#### [Challenge]
Turn the stretch from the start of the records through the line containing "x=214, y=45", both ends included, into a JSON list of strings with one string per line and blank lines left out.

#### [Excerpted records]
-- BEGIN --

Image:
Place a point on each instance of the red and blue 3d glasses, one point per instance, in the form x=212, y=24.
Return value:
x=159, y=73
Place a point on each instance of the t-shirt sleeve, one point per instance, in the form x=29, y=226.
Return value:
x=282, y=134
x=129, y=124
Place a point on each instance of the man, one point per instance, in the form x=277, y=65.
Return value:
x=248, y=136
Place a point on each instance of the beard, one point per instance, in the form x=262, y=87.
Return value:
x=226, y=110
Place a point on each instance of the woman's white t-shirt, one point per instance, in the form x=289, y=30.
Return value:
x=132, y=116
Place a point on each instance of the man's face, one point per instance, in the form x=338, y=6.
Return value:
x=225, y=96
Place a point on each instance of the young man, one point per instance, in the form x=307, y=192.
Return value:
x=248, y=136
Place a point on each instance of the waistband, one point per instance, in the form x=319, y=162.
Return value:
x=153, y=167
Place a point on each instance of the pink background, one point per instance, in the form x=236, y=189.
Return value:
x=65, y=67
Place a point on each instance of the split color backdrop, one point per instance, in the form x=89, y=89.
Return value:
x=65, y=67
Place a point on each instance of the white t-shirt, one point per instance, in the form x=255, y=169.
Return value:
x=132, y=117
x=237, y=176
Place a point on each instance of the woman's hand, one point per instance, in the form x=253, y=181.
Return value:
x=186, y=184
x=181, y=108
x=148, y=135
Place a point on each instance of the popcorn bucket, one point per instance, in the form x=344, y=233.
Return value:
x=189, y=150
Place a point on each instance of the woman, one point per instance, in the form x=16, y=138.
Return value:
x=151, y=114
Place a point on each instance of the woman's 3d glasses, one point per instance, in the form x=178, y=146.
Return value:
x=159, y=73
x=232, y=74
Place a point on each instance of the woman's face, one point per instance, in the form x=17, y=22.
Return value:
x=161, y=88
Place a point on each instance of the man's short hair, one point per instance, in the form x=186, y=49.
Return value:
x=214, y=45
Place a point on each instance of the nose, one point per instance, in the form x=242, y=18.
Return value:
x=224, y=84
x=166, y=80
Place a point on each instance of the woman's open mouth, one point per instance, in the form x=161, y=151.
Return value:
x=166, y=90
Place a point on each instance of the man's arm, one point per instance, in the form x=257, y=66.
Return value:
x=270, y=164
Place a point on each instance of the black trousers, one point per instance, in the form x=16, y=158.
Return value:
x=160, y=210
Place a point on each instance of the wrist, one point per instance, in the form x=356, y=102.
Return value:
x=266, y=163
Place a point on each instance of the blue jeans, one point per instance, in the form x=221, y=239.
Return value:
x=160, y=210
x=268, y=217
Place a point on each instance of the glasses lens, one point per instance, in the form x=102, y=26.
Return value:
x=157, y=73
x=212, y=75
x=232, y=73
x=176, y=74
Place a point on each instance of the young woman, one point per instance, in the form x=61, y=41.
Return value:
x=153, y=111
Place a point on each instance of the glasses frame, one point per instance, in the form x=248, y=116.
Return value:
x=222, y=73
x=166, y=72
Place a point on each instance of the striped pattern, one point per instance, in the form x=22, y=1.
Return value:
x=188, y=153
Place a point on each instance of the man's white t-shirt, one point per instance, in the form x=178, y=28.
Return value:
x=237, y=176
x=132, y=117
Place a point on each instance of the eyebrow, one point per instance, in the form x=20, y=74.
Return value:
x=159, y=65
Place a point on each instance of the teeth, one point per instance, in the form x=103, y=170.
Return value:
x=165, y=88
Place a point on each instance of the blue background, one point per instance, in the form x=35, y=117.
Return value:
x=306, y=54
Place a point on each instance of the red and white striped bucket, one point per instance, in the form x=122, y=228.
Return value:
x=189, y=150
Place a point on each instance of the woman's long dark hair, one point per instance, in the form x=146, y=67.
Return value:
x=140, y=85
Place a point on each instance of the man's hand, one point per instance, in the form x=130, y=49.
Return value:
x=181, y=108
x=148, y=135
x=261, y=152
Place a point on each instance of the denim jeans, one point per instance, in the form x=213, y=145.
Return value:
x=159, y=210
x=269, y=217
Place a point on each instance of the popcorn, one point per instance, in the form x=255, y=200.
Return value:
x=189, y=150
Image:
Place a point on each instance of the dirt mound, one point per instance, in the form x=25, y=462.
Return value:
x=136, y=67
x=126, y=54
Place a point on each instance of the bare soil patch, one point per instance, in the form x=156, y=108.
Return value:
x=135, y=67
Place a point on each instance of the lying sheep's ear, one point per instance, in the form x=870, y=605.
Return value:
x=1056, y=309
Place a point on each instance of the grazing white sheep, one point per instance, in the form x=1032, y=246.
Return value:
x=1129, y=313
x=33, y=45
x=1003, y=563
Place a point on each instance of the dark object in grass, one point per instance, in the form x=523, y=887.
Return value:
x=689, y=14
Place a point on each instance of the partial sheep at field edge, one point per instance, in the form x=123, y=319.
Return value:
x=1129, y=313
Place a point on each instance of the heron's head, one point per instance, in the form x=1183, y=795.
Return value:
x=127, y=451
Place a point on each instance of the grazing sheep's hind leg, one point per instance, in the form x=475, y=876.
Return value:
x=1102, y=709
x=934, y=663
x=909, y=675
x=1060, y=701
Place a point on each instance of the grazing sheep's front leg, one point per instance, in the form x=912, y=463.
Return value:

-- END --

#### [Output]
[
  "Image:",
  "Place a point on each instance of the red and blue 3d glasses, one point per instance, in the form x=212, y=24.",
  "Return value:",
  "x=159, y=73",
  "Place a point on each instance of the t-shirt sleeve, one point per instance, in the form x=29, y=226.",
  "Return value:",
  "x=282, y=134",
  "x=129, y=124",
  "Place a point on each instance of the man, one point per instance, in the form x=277, y=65.",
  "Return value:",
  "x=248, y=136",
  "Place a point on each instance of the beard, one point per instance, in the form x=262, y=87.",
  "Return value:",
  "x=226, y=110",
  "Place a point on each instance of the woman's white t-shirt, one point per instance, in the form x=289, y=30.",
  "Return value:",
  "x=132, y=116",
  "Place a point on each instance of the man's face, one point per instance, in the form x=338, y=6.",
  "Return value:",
  "x=225, y=96",
  "Place a point on each instance of the young man, one point per instance, in the form x=307, y=192.",
  "Return value:",
  "x=248, y=136",
  "Place a point on each instance of the waistband, one point per instance, in the form x=319, y=162.",
  "Return value:",
  "x=153, y=167",
  "Place a point on each instance of the pink background, one point per instance, in the form x=236, y=189.",
  "Return value:",
  "x=65, y=67",
  "Place a point on each instance of the split color backdrop, one point per instance, in the form x=89, y=89.",
  "Return value:",
  "x=65, y=67",
  "Place a point on each instance of the white t-shirt, one point per instance, in the form x=255, y=169.",
  "Return value:",
  "x=132, y=117",
  "x=237, y=176",
  "Place a point on each instance of the woman's hand, one point per instance, in the form x=253, y=181.",
  "Return value:",
  "x=186, y=184",
  "x=181, y=108",
  "x=148, y=135",
  "Place a point on each instance of the popcorn bucket, one point per instance, in the form x=344, y=233.",
  "Return value:",
  "x=189, y=150",
  "Place a point on each instance of the woman, one point per instance, in the form x=16, y=138.",
  "Return value:",
  "x=151, y=114",
  "Place a point on each instance of the woman's 3d glasses, one point per instance, in the form x=178, y=146.",
  "Return value:",
  "x=159, y=73",
  "x=232, y=74",
  "Place a point on each instance of the woman's face, one point per instance, in the form x=17, y=22.",
  "Return value:",
  "x=161, y=88",
  "Place a point on each instance of the man's short hair, one point per instance, in the form x=186, y=49.",
  "Return value:",
  "x=214, y=45"
]